- **ЗАДАНИЕ 1**: В каком городе, в каком году и в каком театре шла «Ундина» Жана Жироду и Луи Жуве, согласно фрагменту текста об «Ундине» во МХАТ?
- **ЗАДАНИЕ 2**: Продолжите фрагмент текста об «Ундине» во МХАТ, начиная сразу после его последнего предложения.

«Наш Чехов». Вечер к 150-летию А. П. Чехова

«Потертый коврик» или «Елка в Кремле»?

, 26.03.1990
«Взрослый» и весьма респектабельный театр решает поставить детский спектакль. Долго ищет название, выбирает наконец вполне благозвучное и поэтическое: «Ундина». Оно тает, как льдинка, — Ундина, оно звенит колокольчиком: Ундина. Сразу что-то вспоминается из детства, невероятно сладостное — собственные горькие рыдания над андерсеновской русалочкой, ее самоотверженной гибелью во имя любви. Потом всплывает нечто более прозаическое, из студенческих книжек: Париж, 1939 год, театр «Атеней», знаменитая «Ундина» Жана Жироду и Луи Жуве — за несколько месяцев до начала второй мировой войны. Спектакль-предчувствие грядущей катастрофы, спектакль плач по растерзанным идеалам, мольба о предотвращении эры бесчеловечности.

Солидный театр, а речь идет не больше не меньше, как о МХАТ имени А. П. Чехова, из печальной пьесы-предчувствия, вынул сказку про русалочку, поставил ее и стал играть утренники. Возможно, создателей спектакля не мучают какие бы то ни было предчувствия в отношении общественных катастроф и гуманистических идеалов, возможно, попросту была жесткая установка на детский спектакль — так или иначе, выбрана именно эта пьеса (а не инсценирована, например, «Русалочка» Андерсена, или, предположим, немецкая сказка, которую выбрал за основу Жироду) — и сделан детский спектакль.

- **Записи из набора для точечной разметки**:
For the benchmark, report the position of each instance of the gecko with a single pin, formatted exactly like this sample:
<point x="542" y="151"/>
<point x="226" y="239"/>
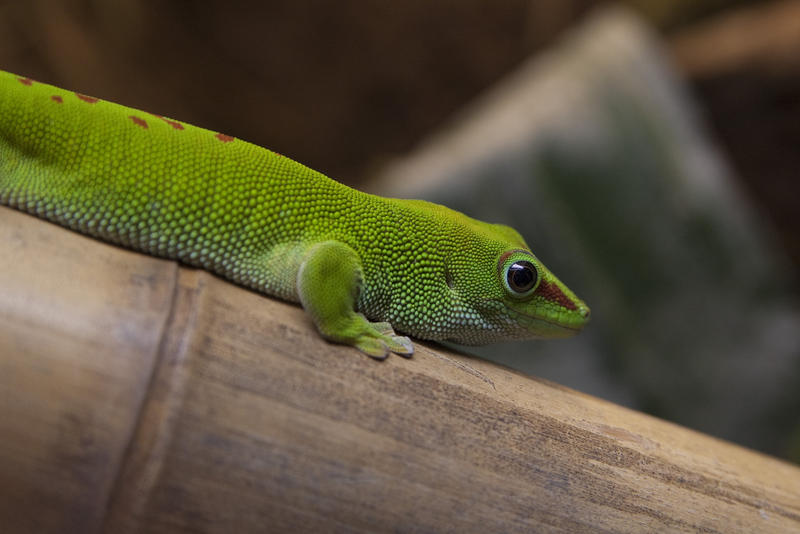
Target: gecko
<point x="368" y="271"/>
* * *
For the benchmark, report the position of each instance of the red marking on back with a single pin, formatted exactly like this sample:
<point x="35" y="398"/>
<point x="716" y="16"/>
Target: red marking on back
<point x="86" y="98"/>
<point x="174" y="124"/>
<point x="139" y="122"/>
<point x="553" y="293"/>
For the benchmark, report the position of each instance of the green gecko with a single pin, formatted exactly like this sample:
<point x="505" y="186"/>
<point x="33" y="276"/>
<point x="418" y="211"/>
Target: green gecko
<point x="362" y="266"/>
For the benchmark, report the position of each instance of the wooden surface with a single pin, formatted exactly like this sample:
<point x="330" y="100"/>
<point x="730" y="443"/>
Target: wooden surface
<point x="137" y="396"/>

- **ОТВЕТ К ЗАДАНИЮ 1**: В Париже, в 1939 году, в театре «Атеней».

- **ОТВЕТ К ЗАДАНИЮ 2**:
Ну скажите, почему они так тянутся к нам, эти загадочные существа? Жадно следят за нами из своих глубин, кущ, зарослей и каких-то летающих объектов, а потом оставляют родной мирок и - приходят. И бродят среди людей, ничего не понимая, и разбиваются их невинные сердца, и гибнут они, отведав людского безумия, — и опять, опять сюда? Зачем? Что их манит? На этот раз наша героиня, прелестная русалочка пятнадцати лет, полюбила рыцаря Ганса, несколько самодовольного и даже поначалу туповатого, но большой физической красоты мужчину, случайно забредшего в хижину ее приемных родителей. Поскольку рыцарь Ганс, в принципе, готов полюбить любую подвернувшаяся ему красавицу, он охотно полюбил и Ундину, с легкостью отказавшись от Берты, своей прежней невесты. Однако, простодушный рыцарь не подозревает, каких жертв потребует его новая невеста. Дело в том, что русалки, любя безумно и навек, ожидают того же и от возлюбленного, а если рыцарь изменит, он должен умереть — таков жестокий договор Ундины с подводным царством, такой ценой куплено ее право на замужество. Ганс увозит молодую жену из родного леса к королевскому двору, во дворце встречает прекрасную Берту — естественно, угасшее чувство вспыхивает с невиданной силой, он, разумеется, изменяет — и гибнет, как ни пытается боготворящая мужа Ундина спасти ему жизнь. Он гибнет, она, согласно договору, теряет память и вновь отправляется к сестрам-русалкам — плескаться, хохотать и разглядывать сквозь толщу воды нашу жизнь, которая кажется оттуда столь привлекательной. Грустная, в сущности, история?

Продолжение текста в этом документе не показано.